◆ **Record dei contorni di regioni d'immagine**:
###

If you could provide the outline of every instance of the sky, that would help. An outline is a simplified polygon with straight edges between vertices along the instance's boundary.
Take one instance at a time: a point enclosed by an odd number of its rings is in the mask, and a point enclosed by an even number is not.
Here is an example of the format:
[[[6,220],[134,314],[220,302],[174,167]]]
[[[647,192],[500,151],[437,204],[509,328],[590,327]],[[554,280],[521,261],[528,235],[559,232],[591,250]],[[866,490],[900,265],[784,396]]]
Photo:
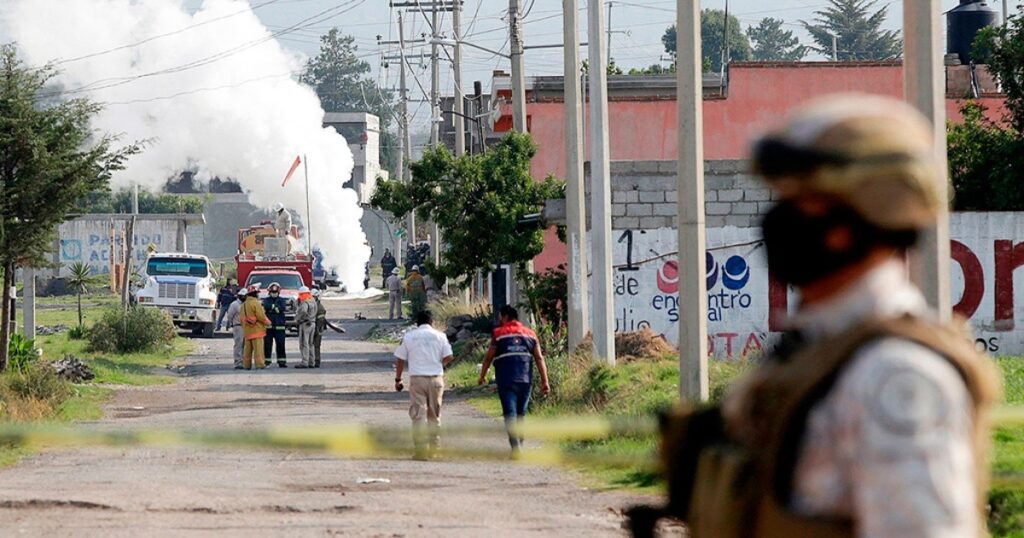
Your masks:
[[[186,7],[195,9],[203,0],[183,0]],[[265,0],[252,0],[254,6]],[[272,31],[280,31],[318,13],[325,9],[341,4],[340,0],[279,0],[257,9],[260,19]],[[580,0],[580,23],[582,41],[587,40],[587,9],[586,0]],[[604,2],[607,5],[608,2]],[[611,56],[615,63],[626,69],[640,68],[656,64],[665,55],[662,45],[662,34],[665,29],[675,23],[676,0],[612,0],[611,7]],[[1016,3],[1011,1],[1011,4]],[[524,43],[529,45],[555,44],[562,42],[562,3],[558,0],[521,0],[524,12]],[[701,2],[705,8],[725,8],[726,0],[709,0]],[[958,4],[958,0],[942,0],[943,9],[950,9]],[[999,9],[999,0],[992,2]],[[731,0],[729,11],[734,13],[743,28],[756,25],[761,18],[771,16],[781,18],[785,27],[793,30],[802,42],[810,43],[809,35],[800,26],[801,19],[813,19],[814,11],[826,6],[823,0]],[[879,0],[878,6],[888,6],[888,29],[899,29],[902,26],[902,2]],[[508,10],[507,0],[465,0],[462,26],[463,39],[474,44],[508,52],[508,26],[504,18]],[[354,9],[337,16],[316,23],[313,26],[279,37],[282,44],[305,55],[312,55],[317,50],[317,38],[331,28],[337,27],[342,33],[352,35],[358,45],[359,53],[366,54],[371,63],[374,77],[384,87],[397,87],[398,70],[395,63],[390,69],[382,68],[379,54],[396,53],[393,46],[378,46],[377,36],[384,40],[397,39],[398,8],[390,8],[388,0],[362,0]],[[407,36],[418,37],[427,32],[426,16],[419,11],[407,12]],[[441,27],[451,35],[451,15],[445,13]],[[424,50],[429,50],[426,47]],[[416,51],[414,50],[413,53]],[[586,50],[582,52],[586,57]],[[443,57],[443,55],[442,55]],[[562,73],[562,51],[560,48],[527,50],[525,56],[526,76],[560,75]],[[490,74],[496,69],[508,70],[508,59],[496,56],[471,47],[463,47],[463,80],[467,88],[472,87],[474,80],[483,82],[484,91],[488,91]],[[809,56],[808,59],[824,59],[821,56]],[[667,65],[664,61],[663,65]],[[417,81],[429,89],[429,67],[414,63]],[[419,87],[411,82],[413,97]],[[451,94],[454,84],[450,64],[442,64],[440,86],[443,93]],[[413,107],[416,110],[417,107]],[[424,120],[429,115],[425,107],[420,107],[417,120]],[[417,121],[416,123],[419,123]]]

###

◆ **Istruzione scritta**: Riscrivi fedelmente, riga per riga, tutti i record riportati sopra, senza includere le immagini.

◆ **Risposta all'esercizio**:
If you could provide the outline of every instance of the sky, that would help. An outline is a simplified polygon with straight edges between vertices along the instance's boundary.
Take one instance at a time: a point enclosed by an odd number of its rings is in the mask, and a point enclosed by an even number is not.
Here is an example of the format:
[[[6,220],[134,314],[220,302],[174,167]]]
[[[647,192],[500,151],[437,204],[509,328],[590,327]],[[554,280],[521,261],[528,235],[559,232],[591,250]],[[866,490],[900,265],[784,396]]]
Photo:
Your masks:
[[[186,7],[195,9],[203,0],[183,0]],[[265,0],[252,0],[254,6]],[[272,31],[280,31],[318,13],[325,9],[341,4],[340,0],[279,0],[257,9],[260,19]],[[580,0],[580,23],[582,41],[587,40],[587,9],[586,0]],[[604,2],[607,5],[608,2]],[[611,56],[615,63],[626,69],[640,68],[656,64],[665,55],[662,45],[662,34],[665,29],[675,23],[676,0],[612,0],[611,7]],[[1016,3],[1011,1],[1011,4]],[[524,43],[529,45],[555,44],[562,42],[562,3],[558,0],[521,0],[524,12]],[[701,2],[705,8],[725,8],[726,0],[709,0]],[[958,4],[958,0],[942,0],[943,9],[950,9]],[[999,9],[999,0],[992,2]],[[731,0],[729,11],[734,13],[743,28],[756,25],[761,18],[771,16],[781,18],[785,27],[793,30],[802,42],[810,43],[809,35],[800,26],[801,19],[813,19],[814,11],[826,6],[823,0]],[[879,0],[878,6],[888,6],[888,29],[899,29],[902,26],[902,2]],[[508,10],[507,0],[465,0],[462,26],[463,39],[474,44],[508,52],[508,26],[504,18]],[[354,9],[337,16],[316,23],[313,26],[279,37],[282,44],[305,55],[312,55],[317,50],[317,38],[331,28],[337,27],[342,33],[352,35],[358,45],[359,53],[366,54],[371,63],[374,77],[384,87],[397,87],[398,70],[395,63],[390,69],[382,68],[379,54],[396,53],[393,46],[378,46],[377,36],[384,40],[397,39],[398,8],[390,8],[388,0],[362,0]],[[407,36],[418,37],[427,32],[426,16],[419,11],[407,12]],[[441,27],[451,35],[451,15],[445,13]],[[424,50],[429,50],[426,47]],[[416,51],[414,50],[413,53]],[[586,50],[582,52],[586,57]],[[443,57],[443,55],[442,55]],[[562,73],[562,51],[560,48],[527,50],[525,56],[526,76],[560,75]],[[490,74],[496,69],[508,70],[508,59],[496,56],[471,47],[463,47],[463,80],[467,88],[472,87],[474,80],[483,82],[484,91],[488,91]],[[809,56],[808,59],[824,59],[821,56]],[[667,65],[664,61],[663,65]],[[417,81],[429,89],[429,67],[414,63]],[[419,87],[411,82],[413,97]],[[451,94],[454,84],[450,64],[442,64],[440,86],[443,93]],[[413,107],[416,110],[417,107]],[[424,120],[429,115],[425,107],[420,107],[417,120]],[[417,121],[416,123],[419,123]]]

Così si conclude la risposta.